Pity the poor land down under. Australia and Tasmania have been inundated by heavy rains for weeks now. Flooding across huge parts of the nation, especially in Queensland. And the rains aren’t over yet.
In several places the flood waters have been 25 - 30 feet deep. It’s going to cost them billions to clean up when this is all over. Still, no worries. The Aussies will pitch in and get the job done. No whinging.
But here’s a wild little bit of flood news that sounds like one of their famous tall tales ...
Two bull sharks have been spotted swimming past the McDonald’s restaurant in Goodna. Goodna butcher Steve Bateman saw one of the sharks swimming through the flooded waters of Williams Street near his bucher’s shop in the St Ives shopping centre yesterday. There were several reports of another shark spotted in Queen Street, the main street through Goodna.
Bull sharks have been spotted in the Goodna sections of the
BremerBRISBANE River previously, with fishermen regularly catching them from the Goodna boat ramp.Ipswich councillor for the Goodna region Paul Tully said while it may sound almost too bizarre to be real, the shark sighting was valid.
“It would have swam several kilometres in from the river, across Evan Marginson Park and the motorway,” Cr Tully said.
“It’s definitely a first for Goodna, to have a shark in the main street.
Goodna was awash with water eight metres deep during the past 48 hours. The water receded dramatically overnight.
Goodna is about 20 miles southwest of Brisbane, though about 40 miles up the meandering river from that city. Brisbane is on the east coast of Australia, right above the middle of the eastward bulge of the continent.
BRISBANE, Australia, Jan 13 (Reuters) - Floods left parts of Australia’s third-biggest city on Thursday looking like a war zone in need of years of reconstruction, the state premier said, while fresh threats loomed with a cyclone forecast offshore.
The floods across the state of Queensland have killed at least 19 people, 12 of whom died in the Toowoomba area inland, and 61 were missing, the state government said.

Data records:
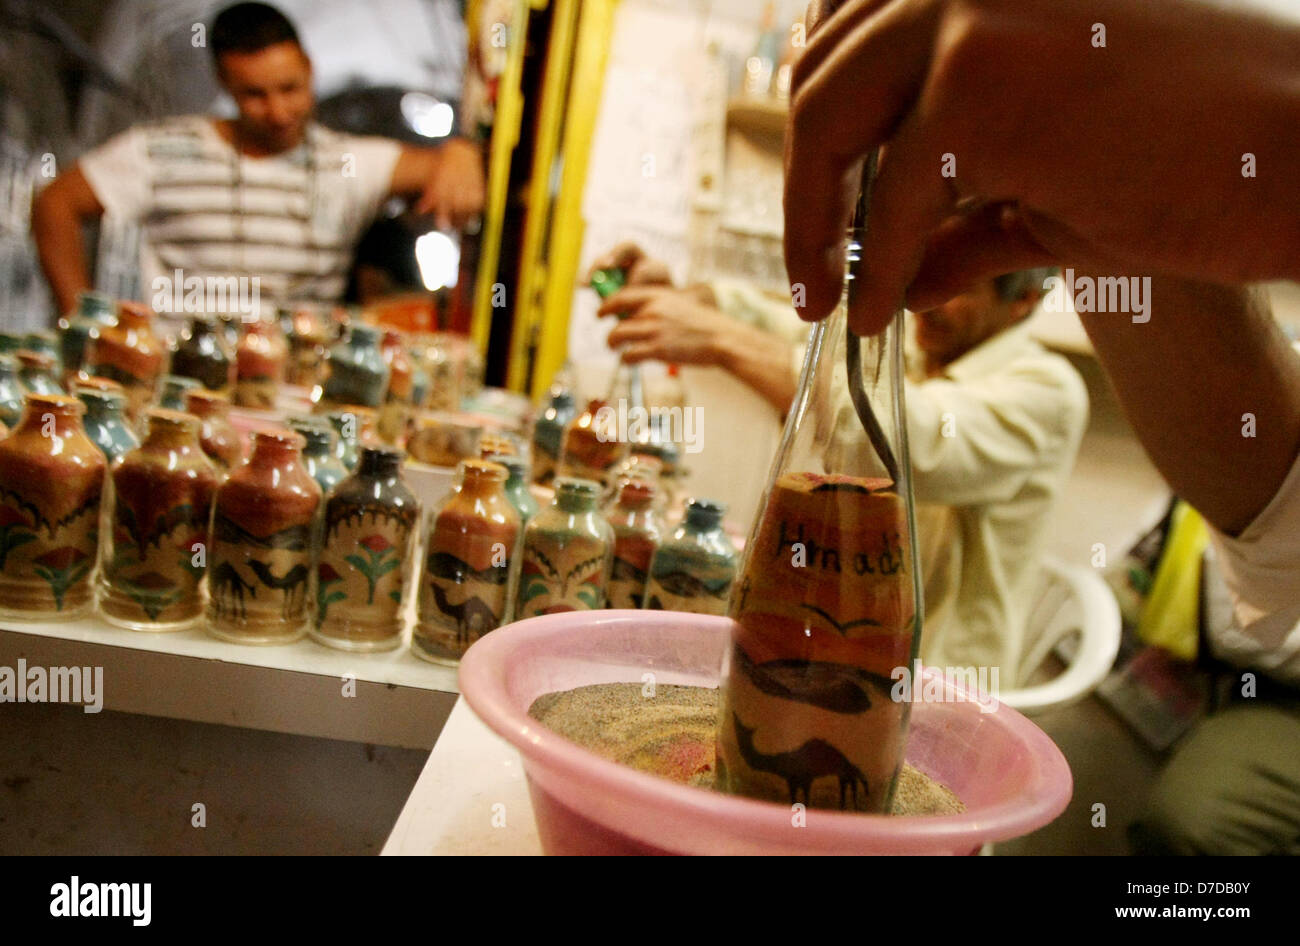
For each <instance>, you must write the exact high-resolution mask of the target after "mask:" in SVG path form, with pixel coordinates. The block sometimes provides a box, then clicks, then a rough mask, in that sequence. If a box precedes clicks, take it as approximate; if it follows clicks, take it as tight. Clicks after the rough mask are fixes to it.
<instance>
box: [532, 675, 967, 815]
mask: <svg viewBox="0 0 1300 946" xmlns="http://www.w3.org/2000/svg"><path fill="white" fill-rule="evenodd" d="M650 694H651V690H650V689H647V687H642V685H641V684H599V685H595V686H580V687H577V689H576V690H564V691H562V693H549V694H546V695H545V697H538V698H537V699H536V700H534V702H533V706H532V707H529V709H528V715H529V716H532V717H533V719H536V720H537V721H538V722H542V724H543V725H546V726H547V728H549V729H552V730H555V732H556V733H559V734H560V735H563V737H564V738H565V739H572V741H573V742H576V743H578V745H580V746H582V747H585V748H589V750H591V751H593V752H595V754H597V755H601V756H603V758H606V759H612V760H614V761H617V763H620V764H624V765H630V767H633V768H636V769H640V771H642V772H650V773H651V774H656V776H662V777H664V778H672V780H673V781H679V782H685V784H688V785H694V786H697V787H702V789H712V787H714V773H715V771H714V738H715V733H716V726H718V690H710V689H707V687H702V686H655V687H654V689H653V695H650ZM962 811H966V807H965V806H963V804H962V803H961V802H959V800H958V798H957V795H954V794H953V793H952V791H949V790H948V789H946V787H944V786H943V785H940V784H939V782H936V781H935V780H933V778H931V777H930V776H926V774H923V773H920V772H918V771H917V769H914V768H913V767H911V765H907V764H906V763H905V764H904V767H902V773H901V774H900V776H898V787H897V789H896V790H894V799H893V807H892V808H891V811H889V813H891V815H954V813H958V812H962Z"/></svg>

--

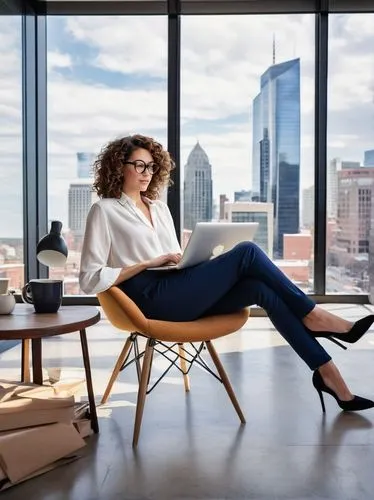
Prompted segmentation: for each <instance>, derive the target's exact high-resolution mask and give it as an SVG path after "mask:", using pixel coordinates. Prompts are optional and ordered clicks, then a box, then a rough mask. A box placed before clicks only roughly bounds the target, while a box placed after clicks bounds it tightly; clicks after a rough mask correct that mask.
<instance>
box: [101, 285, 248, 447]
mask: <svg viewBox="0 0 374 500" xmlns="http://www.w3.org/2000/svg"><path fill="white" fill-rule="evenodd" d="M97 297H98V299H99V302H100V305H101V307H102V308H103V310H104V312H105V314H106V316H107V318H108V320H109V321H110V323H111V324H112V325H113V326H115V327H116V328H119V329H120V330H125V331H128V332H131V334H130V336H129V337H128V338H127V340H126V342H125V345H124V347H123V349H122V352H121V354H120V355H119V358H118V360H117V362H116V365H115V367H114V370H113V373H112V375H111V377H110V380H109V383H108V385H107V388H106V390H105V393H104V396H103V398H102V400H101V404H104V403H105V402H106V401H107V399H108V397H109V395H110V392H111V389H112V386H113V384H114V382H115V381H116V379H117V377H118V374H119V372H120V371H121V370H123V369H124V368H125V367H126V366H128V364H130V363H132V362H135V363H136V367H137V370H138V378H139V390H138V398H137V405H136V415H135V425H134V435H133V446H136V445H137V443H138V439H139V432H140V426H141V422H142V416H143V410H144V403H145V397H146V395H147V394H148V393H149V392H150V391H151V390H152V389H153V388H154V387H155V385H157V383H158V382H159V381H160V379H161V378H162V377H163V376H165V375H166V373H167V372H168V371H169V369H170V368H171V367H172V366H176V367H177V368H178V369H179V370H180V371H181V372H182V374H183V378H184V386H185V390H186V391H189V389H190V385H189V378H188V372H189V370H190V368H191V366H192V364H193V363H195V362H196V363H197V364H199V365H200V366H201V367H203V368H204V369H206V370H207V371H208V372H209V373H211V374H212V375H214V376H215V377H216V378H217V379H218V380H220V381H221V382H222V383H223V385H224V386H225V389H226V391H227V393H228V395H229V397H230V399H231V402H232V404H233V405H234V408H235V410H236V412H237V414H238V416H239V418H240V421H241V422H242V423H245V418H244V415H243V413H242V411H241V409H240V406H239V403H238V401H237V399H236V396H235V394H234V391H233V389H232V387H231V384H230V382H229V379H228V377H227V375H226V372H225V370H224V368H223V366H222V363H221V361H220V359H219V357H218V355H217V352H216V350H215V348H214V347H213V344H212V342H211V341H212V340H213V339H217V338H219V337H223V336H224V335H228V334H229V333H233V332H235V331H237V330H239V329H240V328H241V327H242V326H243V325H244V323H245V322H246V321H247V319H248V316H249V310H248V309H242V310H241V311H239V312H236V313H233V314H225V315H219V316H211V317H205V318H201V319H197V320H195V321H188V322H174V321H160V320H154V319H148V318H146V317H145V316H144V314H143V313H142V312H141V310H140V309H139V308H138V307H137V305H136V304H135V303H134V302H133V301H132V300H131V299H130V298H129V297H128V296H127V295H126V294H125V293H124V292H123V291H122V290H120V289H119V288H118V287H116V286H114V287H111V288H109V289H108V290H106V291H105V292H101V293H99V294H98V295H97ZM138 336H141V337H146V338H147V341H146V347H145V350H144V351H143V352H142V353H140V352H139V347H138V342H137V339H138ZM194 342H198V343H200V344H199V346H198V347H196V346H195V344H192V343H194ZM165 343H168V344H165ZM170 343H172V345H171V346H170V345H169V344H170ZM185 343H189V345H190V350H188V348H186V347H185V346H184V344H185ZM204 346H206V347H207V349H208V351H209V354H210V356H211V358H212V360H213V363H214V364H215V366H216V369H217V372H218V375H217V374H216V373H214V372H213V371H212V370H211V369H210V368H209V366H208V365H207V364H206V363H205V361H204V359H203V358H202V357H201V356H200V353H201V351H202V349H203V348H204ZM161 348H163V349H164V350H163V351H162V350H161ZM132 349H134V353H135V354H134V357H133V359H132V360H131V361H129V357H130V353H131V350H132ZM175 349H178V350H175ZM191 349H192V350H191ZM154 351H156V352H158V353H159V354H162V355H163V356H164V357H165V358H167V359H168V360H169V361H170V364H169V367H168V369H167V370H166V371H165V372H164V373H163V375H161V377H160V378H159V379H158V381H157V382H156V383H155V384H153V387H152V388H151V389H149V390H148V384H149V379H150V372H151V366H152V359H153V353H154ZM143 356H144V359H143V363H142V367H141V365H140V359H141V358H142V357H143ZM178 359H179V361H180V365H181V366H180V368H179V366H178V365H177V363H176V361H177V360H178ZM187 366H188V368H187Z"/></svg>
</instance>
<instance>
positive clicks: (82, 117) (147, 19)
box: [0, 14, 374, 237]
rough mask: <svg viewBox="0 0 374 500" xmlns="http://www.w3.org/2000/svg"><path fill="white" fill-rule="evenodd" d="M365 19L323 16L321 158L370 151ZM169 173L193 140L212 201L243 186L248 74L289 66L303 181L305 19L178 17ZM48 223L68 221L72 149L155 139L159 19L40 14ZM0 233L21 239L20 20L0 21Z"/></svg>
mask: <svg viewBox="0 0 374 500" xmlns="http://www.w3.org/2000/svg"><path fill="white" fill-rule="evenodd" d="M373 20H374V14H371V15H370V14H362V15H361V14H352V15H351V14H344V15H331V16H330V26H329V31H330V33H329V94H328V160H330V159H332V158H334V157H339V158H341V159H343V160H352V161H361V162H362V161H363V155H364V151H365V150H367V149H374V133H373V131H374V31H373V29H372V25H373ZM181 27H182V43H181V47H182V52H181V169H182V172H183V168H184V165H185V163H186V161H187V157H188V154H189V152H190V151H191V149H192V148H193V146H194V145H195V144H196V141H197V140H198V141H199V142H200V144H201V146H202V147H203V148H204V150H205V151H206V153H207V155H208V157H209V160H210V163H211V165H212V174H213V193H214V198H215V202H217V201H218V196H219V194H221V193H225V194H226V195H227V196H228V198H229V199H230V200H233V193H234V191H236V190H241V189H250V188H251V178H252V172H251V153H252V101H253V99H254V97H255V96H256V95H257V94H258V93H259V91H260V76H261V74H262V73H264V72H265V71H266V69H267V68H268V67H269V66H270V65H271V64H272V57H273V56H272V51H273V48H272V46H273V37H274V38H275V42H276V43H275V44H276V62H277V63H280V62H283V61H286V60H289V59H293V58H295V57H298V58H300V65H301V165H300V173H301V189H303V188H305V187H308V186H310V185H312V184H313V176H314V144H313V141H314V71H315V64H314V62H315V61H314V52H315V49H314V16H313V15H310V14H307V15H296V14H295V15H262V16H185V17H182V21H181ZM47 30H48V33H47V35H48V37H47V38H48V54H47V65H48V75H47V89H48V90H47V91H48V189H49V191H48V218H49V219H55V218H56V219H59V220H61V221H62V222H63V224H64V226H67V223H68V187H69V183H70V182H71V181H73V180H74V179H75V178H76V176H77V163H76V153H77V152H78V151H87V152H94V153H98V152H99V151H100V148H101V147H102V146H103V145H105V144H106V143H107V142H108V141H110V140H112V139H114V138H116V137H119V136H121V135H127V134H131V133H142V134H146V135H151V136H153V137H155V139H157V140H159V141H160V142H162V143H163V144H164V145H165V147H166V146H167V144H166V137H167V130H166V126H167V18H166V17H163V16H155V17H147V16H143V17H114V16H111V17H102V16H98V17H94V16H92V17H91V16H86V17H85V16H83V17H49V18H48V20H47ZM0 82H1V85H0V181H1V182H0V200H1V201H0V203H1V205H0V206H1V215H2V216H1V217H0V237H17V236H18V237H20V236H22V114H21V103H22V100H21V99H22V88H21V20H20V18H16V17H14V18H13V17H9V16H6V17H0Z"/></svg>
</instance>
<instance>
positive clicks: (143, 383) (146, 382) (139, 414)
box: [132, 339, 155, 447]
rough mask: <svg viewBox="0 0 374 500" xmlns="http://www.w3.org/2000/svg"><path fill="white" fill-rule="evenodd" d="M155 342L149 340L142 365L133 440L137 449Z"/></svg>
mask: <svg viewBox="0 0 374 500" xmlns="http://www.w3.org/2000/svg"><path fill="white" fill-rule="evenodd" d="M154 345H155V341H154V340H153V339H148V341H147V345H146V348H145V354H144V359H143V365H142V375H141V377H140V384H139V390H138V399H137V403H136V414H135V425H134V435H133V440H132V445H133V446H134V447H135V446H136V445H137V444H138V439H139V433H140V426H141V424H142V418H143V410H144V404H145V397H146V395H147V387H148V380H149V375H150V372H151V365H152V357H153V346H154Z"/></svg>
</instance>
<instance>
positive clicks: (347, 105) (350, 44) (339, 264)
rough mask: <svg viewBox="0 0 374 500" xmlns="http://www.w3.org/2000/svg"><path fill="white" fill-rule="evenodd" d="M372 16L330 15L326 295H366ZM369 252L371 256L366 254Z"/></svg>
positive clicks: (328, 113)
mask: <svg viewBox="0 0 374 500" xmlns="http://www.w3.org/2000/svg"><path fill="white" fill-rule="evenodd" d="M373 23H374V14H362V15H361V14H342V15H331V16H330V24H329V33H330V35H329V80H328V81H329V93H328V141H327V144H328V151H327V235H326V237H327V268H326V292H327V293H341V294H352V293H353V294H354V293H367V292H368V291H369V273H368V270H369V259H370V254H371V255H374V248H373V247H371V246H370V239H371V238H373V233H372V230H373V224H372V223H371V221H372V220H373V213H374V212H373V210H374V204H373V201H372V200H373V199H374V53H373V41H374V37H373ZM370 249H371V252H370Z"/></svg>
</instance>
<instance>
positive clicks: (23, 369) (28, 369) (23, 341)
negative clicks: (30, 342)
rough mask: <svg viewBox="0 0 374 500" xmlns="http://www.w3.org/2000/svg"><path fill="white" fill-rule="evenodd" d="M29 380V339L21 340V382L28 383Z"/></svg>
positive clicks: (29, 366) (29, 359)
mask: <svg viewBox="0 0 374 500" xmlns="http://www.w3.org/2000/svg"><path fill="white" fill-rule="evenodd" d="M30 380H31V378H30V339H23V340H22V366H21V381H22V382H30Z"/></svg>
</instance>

Work instructions: Update the Queensland flood report, rewriting everything from "Goodna is about" down to "cyclone forecast offshore." with "meandering river" changed to "winding river".

Task response:
Goodna is about 20 miles southwest of Brisbane, though about 40 miles up the winding river from that city. Brisbane is on the east coast of Australia, right above the middle of the eastward bulge of the continent.
BRISBANE, Australia, Jan 13 (Reuters) - Floods left parts of Australia’s third-biggest city on Thursday looking like a war zone in need of years of reconstruction, the state premier said, while fresh threats loomed with a cyclone forecast offshore.